-- Work instructions --
Copy out the passage below on the Company's CSR spending and Section 135 word for word, in full.

** start Text shown **

Considering the fact that the Company has spent the entire CSR amount for the relevant period fully and disclosing the CSR details in Board’s Report in a plain manner, it is clear that the Company has satisfied the substantial provisions of Section 135. However the details in Para 5 of Rule 8 ought to be disclosed in Tabular Form instead of the plain manner as disclosed by the company. It is an established legal principle that a procedural irregularity cannot vitiate a substantial action itself. Whatever non compliances made out in this case are procedural irregularities, which may not attract the same penalty as that of a substantial violation of Section 135. However, since Section 450 mandates a minimum penalty of Rs. 10,000/- for the Company and the Officers in default, the quantum of the penalty cannot be reduced less than the minimum amount.

** end Text shown **
** start Information supplied **

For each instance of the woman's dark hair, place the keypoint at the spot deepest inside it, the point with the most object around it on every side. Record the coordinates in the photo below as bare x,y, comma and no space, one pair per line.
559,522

** end Information supplied **

-- The result --
Considering the fact that the Company has spent the entire CSR amount for the relevant period fully and disclosing the CSR details in Board’s Report in a plain manner, it is clear that the Company has satisfied the substantial provisions of Section 135. However the details in Para 5 of Rule 8 ought to be disclosed in Tabular Form instead of the plain manner as disclosed by the company. It is an established legal principle that a procedural irregularity cannot vitiate a substantial action itself. Whatever non compliances made out in this case are procedural irregularities, which may not attract the same penalty as that of a substantial violation of Section 135. However, since Section 450 mandates a minimum penalty of Rs. 10,000/- for the Company and the Officers in default, the quantum of the penalty cannot be reduced less than the minimum amount.